**JOB**
Pick up the article on Canadian holiday films after its last sentence and keep writing it.

**EXTRACT PROVIDED**
-------------------------

5 Canadian films to get you in the holiday spirit

By Nadia Brophy

It’s that time of year again - the one that gets you seated by a warm fireplace, curled up in a blanket with hot cocoa in hand, eyes glued to the TV screen. Ladies and gentleman, it’s Christmas time, and I’d like to gift you with a curated list of some Canadian holiday favourites to get you in the mood for celebrating this special season.

1.     Coming Home for Christmas (2017)

Screen Shot 2018-11-23 at 10.40.33 AM.png

Nothing quite beats the feeling of flicking on the Hallmark Channel at this time of year and immersing oneself in a feel-good Christmas romance. In doing so, you may come across Coming Home for Christmas, a romantic comedy following the complicated love life of Lizzie Richfield, a house manager for an estate in Virginia. The film focuses on Lizzie’s task in planning a Christmas Eve gala before the estate is sold. During this time, she finds herself caught up in the life of Robert Marley, a member of the family who owns the estate, as she begins to fall for him while also being pursued by Robert’s brother Kip. If you’re not a huge fan of keeping up with complicated love triangles, I urge you to still give the film a chance simply for its beautiful Canadian scenery. Despite being a dual American-Canadian production, all of the scenes in Coming Home for Christmas were filmed in picturesque British Columbia. Canadians from the west will recognize the towns and landscapes of Abbotsford and Langley, B.C., which bear striking resemblance to the intricate Christmas village sets that occupy our mantles during this season.

-------------------------

(Coordinate labeling data)
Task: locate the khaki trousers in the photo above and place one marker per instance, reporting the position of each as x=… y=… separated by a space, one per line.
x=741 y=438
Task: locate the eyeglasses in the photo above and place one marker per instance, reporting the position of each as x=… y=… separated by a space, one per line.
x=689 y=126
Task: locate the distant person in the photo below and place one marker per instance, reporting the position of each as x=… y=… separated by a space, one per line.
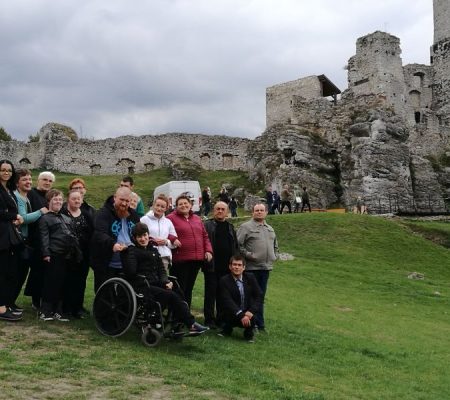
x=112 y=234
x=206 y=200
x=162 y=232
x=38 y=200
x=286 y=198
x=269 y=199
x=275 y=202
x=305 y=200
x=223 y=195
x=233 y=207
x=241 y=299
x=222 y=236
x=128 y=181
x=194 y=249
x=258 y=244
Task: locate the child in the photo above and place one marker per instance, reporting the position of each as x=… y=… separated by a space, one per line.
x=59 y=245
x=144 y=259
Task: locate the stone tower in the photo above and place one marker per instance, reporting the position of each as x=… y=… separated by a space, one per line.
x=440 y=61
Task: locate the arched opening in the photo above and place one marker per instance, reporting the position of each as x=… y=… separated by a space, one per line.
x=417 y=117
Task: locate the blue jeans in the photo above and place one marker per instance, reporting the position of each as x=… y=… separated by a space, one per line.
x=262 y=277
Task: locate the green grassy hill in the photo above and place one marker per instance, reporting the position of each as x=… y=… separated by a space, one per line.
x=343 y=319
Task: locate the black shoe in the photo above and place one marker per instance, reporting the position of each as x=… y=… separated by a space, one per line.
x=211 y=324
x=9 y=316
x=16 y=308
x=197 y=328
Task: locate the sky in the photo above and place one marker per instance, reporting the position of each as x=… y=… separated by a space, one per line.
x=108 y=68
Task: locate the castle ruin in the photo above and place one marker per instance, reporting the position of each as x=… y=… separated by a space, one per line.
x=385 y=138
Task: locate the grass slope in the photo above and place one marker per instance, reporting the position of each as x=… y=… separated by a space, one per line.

-------------------------

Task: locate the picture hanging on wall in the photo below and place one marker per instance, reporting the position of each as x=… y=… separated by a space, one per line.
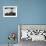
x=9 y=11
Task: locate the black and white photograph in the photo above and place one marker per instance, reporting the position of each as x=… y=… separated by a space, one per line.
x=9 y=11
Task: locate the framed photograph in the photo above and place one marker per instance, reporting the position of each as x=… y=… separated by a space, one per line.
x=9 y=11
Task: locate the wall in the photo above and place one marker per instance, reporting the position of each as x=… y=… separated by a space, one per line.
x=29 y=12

-------------------------

**RESPONSE BELOW**
2.     The Man Who Invented Christmas (2017)

Screen Shot 2018-11-23 at 10.40.55 AM.png

Romance is all good and fun, but perhaps you’d prefer to indulge in a bit of Christmas history. How about a biopic drama about one of the season’s most beloved authors, Charles Dickens, portrayed by Downton Abbey star Dan Stevens in the Irish-Canadian production The Man Who Invented Christmas. This film chronicles the author’s true story of emergence from financial difficulty after he publishes three novels that fail to gain success in England’s literary scene. After gaining some new-found inspiration, Dickens sets his focus on writing the renowned story of Ebenezer Scrooge and the ghosts of Christmas past, present and future, A Christmas Carol. What arguably makes the film most intriguing is watching Dickens’ characters come to life as he writes them into existence. The audience is treated to humorous interactions between the author and the infamous humbug played by Canada’s own Christopher Plummer. The film’s score was written by Canadian composer Mychael Danna and features a series of ambient orchestral works that emulate the feeling of waking up on a snowy Christmas morning.

3. The Nutcracker Prince (1990)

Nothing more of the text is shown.